**TRECHO EXIBIDO:**
::::

MPE quer impedir Estado e AL de gastarem com festas e publicidade até o fim de 2018

Luís Gomes do Portal CT 
Divulgação google

A crise financeira pela qual passa o Tocantins levou o Ministério Público (MPE) a propor ação para fazer com que o governo deixe de gastar com publicidade, festas, eventos musicais, religiosos, esportivos e comemorativos, feiras, vaquejadas, temporadas de praia e despesas semelhantes até o fim de 2018. O órgão também quer impedir que as emendas parlamentares destinadas a estes tipos de gastos sejam cumpridas, incluindo a Assembleia Legislativa no processo como polo passivo.

O Ministério Público afirma não considerar "legítimo" que gastos considerados supérfluos sejam priorizados em detrimento de serviços públicos essenciais, destacando a saúde, educação e segurança pública. O promotor Edson Azambuja, autor da ação, alega que o governo compromete "de forma dramática" a realização de atividades fundamentais da administração. "Violando os princípios constitucionais da dignidade da pessoa humana, moralidade, eficiência, proibição de retrocesso social, proteção ao mínimo existencial, vedação da proteção insuficiente e proibição de excesso", anota.

Antes daas argumentações, o titular da 9ª Promotoria de Justiça da Capital garante que o Ministério Público não é contrário a realização de festas, eventos culturais ou religiosos. "Ao contrário, entende ser salutar a sua manifestação, desde que não sejam exercidos com emprego de verbas públicas ou, na pior, das hipóteses, desde que, primeiramente, sejam efetivadas as políticas públicas prioritárias da população", justifica Edson Azambuja, acrescentando que a atuação do órgão visa a defesa do patrimônio.

- Confira a íntegra da ação civil pública.

Investigação
Com isto exposto, a ação narra que o inquérito civil instaurado em agosto do ano passado verificou a ocorrência de custeio de eventos festivos e de entretenimento, preterindo serviços como como saúde, educação e segurança pública. "Notadamente em tempos de crise fiscal e de notória situação de penúria financeira vivenciada por esta unidade federativa", realça o promotor. A investigação resultou em recomendações para abster de tais despesas às pastas de Desenvolvimento Econômico, Ciência, Tecnologia, Turismo (Seden); da Agricultura e Pecuária (Seagro); e da Fazenda (Sefaz).

Segundo o Ministério Público, em resposta, as secretarias informaram que acolheram a recomendação expedida em agosto, entretanto, na prática, a orientação não foi seguida, o que levou a judicialização do pedido. "Os pagamentos continuaram a ocorrer, diante das pressões dos parlamentares para a priorização e atendimentos das demandas de cunho voluptuários apresentadas, sendo tais fatos amplamente repercutidos, ensejando no manejo da presente ação como forma de estancar esta sangria desmedida de recursos públicos", comenta o promotor.

::::

**TAREFA PROPOSTA:** Segundo o trecho exibido, por que o Ministério Público levou o pedido à Justiça? Responda em uma a três frases.

::::

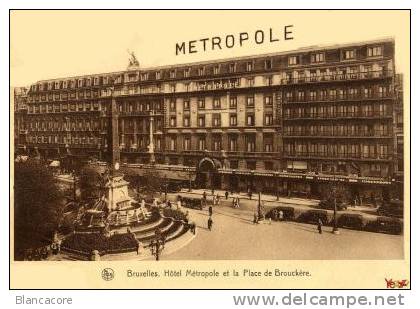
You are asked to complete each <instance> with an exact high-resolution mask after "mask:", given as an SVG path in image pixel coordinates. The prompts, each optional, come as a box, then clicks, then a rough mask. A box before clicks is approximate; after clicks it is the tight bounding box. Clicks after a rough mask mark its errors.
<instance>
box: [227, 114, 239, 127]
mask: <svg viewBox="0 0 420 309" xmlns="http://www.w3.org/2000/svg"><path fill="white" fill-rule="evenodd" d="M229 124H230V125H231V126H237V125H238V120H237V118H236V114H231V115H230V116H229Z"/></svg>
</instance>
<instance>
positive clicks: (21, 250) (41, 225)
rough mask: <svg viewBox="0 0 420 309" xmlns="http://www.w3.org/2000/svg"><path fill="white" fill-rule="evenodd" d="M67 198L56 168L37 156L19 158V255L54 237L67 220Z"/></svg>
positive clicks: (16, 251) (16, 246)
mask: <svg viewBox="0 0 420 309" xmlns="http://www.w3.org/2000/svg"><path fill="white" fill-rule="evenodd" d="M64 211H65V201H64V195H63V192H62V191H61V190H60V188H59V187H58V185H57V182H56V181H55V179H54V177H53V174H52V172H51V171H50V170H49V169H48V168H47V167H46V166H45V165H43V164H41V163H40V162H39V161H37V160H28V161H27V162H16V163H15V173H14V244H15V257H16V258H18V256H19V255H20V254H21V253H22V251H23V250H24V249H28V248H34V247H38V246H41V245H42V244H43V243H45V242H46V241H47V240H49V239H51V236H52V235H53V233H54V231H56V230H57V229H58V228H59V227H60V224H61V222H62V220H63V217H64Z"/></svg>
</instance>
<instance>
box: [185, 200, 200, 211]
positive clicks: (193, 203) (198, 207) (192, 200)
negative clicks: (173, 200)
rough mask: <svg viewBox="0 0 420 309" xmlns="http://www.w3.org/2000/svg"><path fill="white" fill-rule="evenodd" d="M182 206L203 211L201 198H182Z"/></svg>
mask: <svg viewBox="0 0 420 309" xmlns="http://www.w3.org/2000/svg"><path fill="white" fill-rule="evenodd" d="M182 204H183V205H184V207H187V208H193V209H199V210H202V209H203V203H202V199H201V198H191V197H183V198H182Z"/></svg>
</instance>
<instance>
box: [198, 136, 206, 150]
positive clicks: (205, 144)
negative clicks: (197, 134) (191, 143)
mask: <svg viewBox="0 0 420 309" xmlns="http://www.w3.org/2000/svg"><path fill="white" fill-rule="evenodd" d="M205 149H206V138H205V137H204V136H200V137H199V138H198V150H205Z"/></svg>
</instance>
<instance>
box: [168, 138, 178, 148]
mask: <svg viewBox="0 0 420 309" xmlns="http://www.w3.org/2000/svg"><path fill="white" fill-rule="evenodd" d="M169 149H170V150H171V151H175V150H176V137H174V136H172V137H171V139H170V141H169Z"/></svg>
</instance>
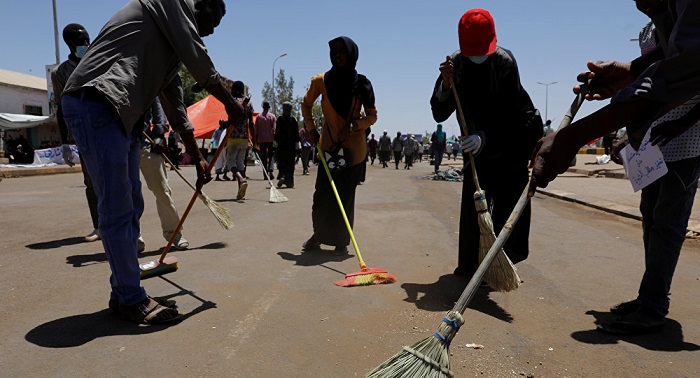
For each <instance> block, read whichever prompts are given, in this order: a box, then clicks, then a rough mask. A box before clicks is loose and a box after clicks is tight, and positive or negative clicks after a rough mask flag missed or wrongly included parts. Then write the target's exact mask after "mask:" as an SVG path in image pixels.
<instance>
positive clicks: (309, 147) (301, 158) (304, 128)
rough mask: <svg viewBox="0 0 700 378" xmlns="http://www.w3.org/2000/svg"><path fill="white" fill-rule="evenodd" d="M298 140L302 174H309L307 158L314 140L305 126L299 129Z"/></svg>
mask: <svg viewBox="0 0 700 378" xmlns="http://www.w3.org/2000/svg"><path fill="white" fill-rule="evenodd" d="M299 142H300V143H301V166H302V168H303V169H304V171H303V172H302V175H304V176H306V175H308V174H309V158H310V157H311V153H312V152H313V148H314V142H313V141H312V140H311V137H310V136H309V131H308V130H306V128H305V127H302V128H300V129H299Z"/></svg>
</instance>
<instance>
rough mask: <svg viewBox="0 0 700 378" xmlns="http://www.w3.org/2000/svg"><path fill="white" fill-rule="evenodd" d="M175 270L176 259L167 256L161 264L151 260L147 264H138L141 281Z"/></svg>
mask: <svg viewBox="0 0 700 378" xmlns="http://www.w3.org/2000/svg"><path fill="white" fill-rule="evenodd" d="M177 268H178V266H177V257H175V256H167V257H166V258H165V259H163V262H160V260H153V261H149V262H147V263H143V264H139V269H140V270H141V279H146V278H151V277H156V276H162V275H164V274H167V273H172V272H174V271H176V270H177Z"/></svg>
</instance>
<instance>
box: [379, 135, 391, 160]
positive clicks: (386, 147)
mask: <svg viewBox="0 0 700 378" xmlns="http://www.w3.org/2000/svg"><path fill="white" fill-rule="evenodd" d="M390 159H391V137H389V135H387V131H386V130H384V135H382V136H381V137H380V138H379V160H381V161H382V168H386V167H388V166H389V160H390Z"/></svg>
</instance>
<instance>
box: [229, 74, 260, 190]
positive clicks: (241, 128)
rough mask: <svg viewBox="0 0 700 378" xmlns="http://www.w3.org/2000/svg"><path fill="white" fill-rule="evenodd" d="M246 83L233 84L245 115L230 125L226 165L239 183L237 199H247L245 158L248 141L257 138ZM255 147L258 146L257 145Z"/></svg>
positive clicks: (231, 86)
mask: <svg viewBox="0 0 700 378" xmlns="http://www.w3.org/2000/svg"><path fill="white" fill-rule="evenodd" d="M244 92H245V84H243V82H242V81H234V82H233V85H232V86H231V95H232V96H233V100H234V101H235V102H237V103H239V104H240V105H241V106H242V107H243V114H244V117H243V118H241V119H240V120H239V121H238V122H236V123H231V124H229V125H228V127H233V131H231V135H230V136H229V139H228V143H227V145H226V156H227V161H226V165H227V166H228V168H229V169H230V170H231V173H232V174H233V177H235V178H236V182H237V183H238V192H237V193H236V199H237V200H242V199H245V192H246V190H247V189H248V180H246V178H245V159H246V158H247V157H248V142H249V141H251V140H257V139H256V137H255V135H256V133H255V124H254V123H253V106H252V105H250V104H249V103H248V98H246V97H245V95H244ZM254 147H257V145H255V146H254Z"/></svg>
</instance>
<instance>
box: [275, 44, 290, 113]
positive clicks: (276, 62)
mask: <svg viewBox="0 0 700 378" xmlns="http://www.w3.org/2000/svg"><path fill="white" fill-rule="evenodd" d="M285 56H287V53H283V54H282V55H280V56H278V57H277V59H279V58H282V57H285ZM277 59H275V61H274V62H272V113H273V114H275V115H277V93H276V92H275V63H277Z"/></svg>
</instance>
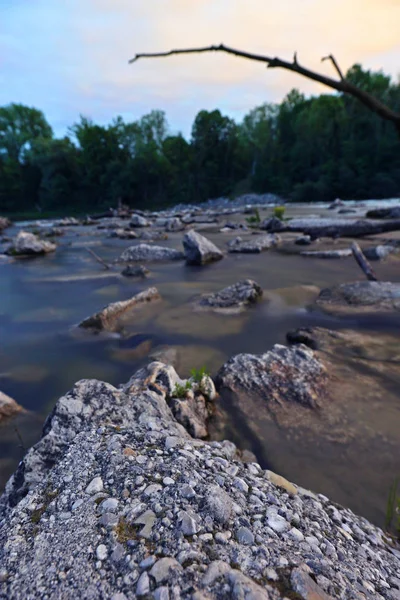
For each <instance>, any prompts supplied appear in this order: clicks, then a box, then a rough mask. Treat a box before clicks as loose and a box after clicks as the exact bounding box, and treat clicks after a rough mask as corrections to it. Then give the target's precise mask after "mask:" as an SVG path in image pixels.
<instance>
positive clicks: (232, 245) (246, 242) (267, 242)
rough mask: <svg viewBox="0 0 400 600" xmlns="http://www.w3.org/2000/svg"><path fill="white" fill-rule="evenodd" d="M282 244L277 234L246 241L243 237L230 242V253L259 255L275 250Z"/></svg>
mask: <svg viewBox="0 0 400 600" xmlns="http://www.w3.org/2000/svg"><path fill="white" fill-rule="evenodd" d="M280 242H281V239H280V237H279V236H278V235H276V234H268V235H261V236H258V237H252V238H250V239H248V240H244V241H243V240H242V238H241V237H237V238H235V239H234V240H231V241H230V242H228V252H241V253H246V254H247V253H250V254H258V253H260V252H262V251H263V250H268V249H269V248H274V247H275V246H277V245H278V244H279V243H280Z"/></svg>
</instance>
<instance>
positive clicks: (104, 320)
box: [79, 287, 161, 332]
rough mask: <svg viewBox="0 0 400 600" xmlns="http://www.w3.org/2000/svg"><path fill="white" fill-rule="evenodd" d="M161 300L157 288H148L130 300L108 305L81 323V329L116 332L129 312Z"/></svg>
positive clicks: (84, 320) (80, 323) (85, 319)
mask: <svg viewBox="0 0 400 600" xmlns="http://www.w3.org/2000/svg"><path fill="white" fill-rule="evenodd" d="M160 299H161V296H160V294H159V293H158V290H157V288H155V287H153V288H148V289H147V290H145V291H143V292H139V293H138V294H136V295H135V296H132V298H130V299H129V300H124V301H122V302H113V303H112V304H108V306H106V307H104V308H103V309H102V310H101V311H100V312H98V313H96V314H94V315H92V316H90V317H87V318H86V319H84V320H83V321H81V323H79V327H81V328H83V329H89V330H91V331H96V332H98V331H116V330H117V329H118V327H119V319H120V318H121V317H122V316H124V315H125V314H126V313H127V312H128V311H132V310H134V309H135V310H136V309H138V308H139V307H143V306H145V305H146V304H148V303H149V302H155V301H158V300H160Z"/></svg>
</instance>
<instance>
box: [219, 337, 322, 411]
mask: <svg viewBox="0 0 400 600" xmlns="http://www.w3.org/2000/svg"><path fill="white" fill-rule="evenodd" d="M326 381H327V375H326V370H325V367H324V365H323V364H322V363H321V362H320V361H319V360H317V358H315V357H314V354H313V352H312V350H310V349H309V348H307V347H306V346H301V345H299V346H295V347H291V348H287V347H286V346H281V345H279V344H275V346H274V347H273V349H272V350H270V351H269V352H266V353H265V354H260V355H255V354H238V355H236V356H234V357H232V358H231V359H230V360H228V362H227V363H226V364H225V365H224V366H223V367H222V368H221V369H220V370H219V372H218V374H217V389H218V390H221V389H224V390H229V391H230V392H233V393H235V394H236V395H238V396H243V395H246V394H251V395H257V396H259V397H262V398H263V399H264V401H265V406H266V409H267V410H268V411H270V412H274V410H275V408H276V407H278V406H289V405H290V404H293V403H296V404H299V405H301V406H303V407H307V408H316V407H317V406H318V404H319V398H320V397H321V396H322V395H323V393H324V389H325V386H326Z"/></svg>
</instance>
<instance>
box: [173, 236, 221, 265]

::::

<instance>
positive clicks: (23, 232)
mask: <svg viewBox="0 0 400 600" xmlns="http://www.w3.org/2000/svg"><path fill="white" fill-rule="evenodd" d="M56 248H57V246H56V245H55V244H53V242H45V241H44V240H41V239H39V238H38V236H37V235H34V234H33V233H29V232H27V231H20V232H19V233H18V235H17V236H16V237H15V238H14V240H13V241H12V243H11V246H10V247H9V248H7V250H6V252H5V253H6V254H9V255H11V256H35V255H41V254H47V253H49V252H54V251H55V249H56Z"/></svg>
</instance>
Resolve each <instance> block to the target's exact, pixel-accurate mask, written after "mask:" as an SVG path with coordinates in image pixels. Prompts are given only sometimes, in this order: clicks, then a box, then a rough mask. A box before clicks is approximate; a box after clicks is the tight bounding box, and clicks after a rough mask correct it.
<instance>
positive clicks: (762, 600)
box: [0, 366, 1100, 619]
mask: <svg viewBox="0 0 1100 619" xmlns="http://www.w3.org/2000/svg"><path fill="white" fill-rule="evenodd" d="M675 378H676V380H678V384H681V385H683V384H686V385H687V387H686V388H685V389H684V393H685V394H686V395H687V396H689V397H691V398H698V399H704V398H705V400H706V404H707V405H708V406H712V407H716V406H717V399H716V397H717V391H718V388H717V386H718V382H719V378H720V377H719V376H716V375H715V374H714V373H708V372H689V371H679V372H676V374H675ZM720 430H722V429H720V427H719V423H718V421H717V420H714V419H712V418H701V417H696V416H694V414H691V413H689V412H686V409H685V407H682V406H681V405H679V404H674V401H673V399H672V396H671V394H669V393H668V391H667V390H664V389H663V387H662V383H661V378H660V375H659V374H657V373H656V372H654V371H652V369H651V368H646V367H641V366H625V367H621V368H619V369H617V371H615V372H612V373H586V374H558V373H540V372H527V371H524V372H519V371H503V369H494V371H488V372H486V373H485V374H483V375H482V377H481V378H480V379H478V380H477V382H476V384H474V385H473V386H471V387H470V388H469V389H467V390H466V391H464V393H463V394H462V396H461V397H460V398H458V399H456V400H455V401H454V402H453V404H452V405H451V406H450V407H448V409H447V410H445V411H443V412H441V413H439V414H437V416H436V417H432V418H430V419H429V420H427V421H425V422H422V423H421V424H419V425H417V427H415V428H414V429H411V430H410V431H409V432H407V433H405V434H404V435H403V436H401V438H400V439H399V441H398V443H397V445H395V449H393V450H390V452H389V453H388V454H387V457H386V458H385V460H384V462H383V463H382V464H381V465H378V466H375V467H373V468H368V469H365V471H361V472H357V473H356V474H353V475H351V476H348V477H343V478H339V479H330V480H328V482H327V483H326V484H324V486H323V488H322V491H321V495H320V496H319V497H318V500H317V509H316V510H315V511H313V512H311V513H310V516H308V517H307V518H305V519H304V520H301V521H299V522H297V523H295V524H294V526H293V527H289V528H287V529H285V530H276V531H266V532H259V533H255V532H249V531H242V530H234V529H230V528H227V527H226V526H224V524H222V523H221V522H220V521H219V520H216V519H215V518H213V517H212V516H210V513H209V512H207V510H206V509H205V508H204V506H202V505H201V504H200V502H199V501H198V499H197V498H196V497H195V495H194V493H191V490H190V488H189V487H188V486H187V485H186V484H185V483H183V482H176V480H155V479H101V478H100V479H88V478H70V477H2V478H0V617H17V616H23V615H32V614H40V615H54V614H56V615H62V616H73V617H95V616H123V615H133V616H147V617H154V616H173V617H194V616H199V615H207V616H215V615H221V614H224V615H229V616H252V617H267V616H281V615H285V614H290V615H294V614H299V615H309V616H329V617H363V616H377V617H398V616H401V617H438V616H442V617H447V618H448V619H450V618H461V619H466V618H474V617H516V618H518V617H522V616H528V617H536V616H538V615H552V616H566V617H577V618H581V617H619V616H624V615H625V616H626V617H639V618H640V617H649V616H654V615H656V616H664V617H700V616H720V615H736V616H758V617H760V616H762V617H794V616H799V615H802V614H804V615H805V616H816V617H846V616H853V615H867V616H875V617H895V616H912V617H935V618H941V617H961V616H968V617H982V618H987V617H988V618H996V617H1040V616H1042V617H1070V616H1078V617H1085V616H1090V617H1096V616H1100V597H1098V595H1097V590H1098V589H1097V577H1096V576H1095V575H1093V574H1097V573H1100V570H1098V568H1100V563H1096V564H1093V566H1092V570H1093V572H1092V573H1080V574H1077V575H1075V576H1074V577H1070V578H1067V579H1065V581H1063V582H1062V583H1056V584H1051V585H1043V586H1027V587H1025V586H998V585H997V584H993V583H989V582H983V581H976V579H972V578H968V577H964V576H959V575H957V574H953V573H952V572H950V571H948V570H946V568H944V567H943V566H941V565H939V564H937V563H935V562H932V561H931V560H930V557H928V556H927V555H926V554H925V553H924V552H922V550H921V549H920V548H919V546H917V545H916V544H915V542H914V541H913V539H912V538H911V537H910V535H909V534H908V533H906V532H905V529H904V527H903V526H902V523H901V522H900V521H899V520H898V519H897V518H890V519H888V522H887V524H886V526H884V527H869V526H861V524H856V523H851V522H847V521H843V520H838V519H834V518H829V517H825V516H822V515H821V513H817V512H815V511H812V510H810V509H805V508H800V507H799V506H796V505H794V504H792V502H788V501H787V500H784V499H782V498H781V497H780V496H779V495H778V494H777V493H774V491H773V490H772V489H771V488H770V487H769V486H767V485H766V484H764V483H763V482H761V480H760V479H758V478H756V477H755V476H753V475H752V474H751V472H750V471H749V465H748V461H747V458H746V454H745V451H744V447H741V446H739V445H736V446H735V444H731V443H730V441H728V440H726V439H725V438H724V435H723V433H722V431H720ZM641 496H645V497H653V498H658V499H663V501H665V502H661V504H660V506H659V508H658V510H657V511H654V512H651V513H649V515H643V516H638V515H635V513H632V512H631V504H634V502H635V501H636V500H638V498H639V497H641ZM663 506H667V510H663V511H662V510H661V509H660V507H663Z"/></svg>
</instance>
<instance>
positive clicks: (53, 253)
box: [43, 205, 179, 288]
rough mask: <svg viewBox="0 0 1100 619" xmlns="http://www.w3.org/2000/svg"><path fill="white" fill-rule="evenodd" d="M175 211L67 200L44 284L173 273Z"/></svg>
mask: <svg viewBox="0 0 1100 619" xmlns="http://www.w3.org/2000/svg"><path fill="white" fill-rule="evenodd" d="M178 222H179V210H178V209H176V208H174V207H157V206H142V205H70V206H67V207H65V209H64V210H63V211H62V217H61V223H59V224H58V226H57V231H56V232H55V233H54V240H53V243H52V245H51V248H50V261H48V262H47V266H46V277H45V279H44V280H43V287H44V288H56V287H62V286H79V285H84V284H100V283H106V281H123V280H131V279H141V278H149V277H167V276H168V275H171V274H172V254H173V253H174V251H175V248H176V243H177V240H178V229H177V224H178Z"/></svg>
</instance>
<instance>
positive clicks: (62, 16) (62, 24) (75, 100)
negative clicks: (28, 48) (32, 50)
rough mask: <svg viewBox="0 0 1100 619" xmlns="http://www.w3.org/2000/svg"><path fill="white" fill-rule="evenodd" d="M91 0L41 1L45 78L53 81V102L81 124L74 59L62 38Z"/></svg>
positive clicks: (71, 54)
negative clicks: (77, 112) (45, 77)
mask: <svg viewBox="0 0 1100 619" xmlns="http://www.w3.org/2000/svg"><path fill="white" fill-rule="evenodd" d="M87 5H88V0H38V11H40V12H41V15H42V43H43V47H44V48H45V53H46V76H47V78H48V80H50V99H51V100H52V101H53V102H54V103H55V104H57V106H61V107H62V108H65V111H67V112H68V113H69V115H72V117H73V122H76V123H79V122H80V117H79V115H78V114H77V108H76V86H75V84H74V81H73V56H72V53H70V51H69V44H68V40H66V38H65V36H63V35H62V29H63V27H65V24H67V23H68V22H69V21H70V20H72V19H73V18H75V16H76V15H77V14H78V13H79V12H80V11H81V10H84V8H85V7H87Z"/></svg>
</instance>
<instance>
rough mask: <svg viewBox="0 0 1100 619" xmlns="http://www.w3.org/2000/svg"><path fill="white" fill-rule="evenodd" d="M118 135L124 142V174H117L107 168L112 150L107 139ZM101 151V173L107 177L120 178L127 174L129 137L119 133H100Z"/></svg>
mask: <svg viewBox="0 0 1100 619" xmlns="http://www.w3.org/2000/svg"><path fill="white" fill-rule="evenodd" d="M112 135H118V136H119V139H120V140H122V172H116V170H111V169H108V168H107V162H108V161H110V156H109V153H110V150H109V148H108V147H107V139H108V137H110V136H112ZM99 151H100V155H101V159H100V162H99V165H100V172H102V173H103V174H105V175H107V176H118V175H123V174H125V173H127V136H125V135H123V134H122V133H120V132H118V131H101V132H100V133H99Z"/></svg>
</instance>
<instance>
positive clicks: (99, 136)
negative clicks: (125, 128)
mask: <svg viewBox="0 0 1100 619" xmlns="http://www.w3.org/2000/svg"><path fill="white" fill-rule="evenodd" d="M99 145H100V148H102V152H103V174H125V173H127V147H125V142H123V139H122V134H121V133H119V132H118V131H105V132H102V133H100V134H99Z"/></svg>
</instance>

::::

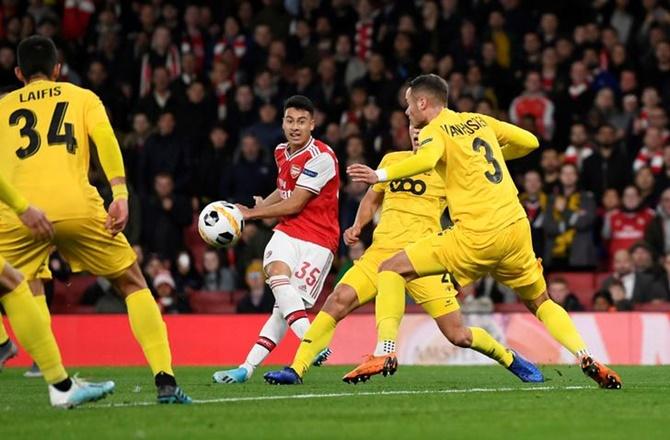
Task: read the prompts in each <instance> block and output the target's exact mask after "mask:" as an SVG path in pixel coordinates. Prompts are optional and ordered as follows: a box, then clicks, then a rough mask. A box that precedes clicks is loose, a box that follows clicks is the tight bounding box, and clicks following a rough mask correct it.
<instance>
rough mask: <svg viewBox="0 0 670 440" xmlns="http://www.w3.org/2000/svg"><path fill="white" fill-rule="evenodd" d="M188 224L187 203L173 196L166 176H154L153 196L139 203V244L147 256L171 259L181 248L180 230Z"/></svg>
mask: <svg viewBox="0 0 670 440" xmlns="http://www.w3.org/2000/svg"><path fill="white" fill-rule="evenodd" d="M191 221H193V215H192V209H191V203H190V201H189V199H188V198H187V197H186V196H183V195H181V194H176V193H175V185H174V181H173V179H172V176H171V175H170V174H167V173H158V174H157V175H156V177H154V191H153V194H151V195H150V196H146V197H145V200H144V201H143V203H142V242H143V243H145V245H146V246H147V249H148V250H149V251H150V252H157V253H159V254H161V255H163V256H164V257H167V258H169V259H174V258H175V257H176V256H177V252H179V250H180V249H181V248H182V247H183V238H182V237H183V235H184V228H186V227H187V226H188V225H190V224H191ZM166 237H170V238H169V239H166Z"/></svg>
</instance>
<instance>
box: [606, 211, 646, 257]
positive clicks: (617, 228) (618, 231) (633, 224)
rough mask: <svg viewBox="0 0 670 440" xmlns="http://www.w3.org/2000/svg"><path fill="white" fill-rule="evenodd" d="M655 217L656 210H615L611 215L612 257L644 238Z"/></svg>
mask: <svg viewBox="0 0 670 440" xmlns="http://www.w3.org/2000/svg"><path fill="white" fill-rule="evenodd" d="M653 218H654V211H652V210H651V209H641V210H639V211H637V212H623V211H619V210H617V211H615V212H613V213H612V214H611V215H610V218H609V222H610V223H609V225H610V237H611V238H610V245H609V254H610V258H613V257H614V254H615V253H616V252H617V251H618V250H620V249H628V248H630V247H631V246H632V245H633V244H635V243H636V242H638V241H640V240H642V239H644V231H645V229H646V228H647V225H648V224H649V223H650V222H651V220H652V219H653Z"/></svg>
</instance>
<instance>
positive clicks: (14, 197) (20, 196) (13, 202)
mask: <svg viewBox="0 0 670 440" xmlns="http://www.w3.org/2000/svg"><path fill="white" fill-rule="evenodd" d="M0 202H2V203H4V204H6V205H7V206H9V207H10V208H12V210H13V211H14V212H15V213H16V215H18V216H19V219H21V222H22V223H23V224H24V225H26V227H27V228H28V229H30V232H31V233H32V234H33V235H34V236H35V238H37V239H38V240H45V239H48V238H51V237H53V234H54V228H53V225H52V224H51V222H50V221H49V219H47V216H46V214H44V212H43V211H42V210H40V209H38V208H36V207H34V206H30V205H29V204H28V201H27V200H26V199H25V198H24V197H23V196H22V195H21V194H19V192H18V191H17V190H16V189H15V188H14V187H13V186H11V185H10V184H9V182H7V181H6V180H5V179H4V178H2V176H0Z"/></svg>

::::

**RESOLUÇÃO:** As secretarias informaram que acolheram a recomendação expedida em agosto, mas na prática a orientação não foi seguida. Os pagamentos continuaram diante das pressões dos parlamentares para priorizar demandas de cunho voluptuário. A ação foi então proposta como forma de estancar essa sangria de recursos públicos.